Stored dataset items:
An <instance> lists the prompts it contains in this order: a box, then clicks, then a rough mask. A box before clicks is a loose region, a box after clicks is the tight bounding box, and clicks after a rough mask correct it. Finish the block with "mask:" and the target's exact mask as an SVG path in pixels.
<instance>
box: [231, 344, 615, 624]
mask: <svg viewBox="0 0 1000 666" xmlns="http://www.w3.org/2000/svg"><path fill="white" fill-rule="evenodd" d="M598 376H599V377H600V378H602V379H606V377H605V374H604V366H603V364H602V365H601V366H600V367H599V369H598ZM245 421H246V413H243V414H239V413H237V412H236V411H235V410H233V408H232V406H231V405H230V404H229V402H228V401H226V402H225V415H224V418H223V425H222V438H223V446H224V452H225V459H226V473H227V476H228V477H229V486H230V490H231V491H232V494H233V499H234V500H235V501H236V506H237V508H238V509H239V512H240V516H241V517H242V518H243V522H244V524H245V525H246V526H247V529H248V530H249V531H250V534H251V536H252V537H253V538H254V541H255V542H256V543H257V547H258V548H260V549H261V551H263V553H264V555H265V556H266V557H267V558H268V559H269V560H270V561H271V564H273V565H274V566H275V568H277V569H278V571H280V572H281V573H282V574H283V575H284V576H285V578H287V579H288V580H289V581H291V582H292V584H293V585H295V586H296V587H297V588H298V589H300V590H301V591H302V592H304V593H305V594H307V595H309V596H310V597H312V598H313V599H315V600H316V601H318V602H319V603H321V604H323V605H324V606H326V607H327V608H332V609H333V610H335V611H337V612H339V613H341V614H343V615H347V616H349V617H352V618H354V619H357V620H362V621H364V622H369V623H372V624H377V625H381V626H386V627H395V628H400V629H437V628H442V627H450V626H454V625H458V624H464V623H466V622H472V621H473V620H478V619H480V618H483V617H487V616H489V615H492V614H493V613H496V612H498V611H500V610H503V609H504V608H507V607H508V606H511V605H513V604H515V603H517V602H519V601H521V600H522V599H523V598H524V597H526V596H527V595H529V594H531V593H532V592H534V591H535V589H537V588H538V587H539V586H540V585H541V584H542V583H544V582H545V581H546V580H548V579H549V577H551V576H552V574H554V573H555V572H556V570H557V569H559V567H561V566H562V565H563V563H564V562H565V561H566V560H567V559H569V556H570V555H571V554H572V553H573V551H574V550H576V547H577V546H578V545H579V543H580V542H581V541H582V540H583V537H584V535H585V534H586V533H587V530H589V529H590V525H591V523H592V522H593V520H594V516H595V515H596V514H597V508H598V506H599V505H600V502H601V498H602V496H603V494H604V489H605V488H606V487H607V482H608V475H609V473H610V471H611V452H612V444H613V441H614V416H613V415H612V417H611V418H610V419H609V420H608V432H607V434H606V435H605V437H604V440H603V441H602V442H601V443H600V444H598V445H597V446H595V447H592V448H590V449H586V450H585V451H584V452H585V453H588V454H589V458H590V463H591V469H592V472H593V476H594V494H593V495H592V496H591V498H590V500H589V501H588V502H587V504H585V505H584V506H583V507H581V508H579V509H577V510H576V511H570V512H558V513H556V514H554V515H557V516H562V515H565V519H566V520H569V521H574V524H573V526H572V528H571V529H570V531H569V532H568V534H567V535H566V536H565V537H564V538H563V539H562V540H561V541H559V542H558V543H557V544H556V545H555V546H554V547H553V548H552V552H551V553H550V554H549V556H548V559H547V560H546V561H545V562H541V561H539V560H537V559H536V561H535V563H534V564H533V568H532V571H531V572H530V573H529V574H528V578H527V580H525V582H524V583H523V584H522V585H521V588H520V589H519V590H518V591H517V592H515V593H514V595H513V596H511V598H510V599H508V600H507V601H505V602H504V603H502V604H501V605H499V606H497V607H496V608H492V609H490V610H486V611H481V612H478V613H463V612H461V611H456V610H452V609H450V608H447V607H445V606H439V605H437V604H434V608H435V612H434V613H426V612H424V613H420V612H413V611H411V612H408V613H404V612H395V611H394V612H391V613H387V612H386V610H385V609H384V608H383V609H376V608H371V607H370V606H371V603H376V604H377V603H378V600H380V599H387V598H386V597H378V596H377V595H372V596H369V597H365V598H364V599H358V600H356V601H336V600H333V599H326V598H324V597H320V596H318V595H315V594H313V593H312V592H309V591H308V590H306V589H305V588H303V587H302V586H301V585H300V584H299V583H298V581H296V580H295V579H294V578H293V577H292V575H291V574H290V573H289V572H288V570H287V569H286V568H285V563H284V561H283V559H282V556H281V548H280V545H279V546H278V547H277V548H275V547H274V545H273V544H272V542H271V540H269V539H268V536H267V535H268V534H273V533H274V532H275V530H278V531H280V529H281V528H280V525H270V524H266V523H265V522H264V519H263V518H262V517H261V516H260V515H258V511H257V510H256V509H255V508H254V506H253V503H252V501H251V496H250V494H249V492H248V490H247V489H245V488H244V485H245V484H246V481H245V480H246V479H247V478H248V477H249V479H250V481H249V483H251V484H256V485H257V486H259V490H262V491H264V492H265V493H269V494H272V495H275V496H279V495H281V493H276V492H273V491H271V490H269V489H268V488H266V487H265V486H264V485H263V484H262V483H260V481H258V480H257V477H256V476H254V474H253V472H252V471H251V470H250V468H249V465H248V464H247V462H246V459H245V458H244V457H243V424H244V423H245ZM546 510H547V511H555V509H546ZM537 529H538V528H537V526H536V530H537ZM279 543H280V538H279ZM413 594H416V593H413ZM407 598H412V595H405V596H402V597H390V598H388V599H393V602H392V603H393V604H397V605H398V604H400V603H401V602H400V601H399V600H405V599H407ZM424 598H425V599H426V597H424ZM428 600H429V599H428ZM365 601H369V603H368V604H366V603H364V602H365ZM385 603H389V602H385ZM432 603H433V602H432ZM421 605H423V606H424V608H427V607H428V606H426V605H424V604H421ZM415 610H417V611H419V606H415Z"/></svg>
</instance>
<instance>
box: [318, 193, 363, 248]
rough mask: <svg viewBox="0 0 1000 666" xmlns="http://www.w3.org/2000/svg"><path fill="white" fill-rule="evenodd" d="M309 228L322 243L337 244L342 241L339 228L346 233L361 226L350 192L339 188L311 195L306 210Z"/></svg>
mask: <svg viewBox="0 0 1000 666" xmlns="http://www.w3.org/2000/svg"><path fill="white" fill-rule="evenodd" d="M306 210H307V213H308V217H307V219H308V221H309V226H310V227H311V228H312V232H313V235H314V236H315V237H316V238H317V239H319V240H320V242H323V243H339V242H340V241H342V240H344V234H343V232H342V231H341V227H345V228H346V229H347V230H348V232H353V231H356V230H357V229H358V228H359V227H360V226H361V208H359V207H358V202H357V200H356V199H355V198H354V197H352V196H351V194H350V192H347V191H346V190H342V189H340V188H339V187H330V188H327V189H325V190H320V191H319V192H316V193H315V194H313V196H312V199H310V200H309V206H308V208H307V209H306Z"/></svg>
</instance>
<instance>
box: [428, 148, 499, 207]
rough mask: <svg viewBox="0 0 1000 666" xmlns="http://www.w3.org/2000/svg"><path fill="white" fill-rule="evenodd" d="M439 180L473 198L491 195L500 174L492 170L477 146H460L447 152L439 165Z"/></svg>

Problem description: Copy exactly. Start at the line containing "228L322 243L337 244L342" and continue through the last line of the records.

Output for this task:
rough mask: <svg viewBox="0 0 1000 666" xmlns="http://www.w3.org/2000/svg"><path fill="white" fill-rule="evenodd" d="M309 228L322 243L337 244L342 241L339 228L346 233L361 226L350 192L339 188L311 195L306 210Z"/></svg>
mask: <svg viewBox="0 0 1000 666" xmlns="http://www.w3.org/2000/svg"><path fill="white" fill-rule="evenodd" d="M306 210H307V213H308V217H307V219H308V221H309V226H310V227H311V228H312V232H313V235H314V236H315V237H316V238H317V239H319V240H320V242H323V243H339V242H340V241H342V240H344V234H343V232H342V231H341V227H345V228H346V229H347V230H348V232H353V231H356V230H357V229H358V228H359V227H360V226H361V208H359V207H358V202H357V200H356V199H355V198H354V197H352V196H351V194H350V192H347V191H346V190H342V189H340V188H339V187H330V188H327V189H325V190H320V191H319V192H316V193H315V194H313V196H312V199H310V200H309V206H308V208H307V209H306Z"/></svg>
</instance>
<instance>
box: [428, 148, 499, 207]
rough mask: <svg viewBox="0 0 1000 666" xmlns="http://www.w3.org/2000/svg"><path fill="white" fill-rule="evenodd" d="M439 180L473 198L491 195L500 174L492 170L477 146H460L447 152L439 165Z"/></svg>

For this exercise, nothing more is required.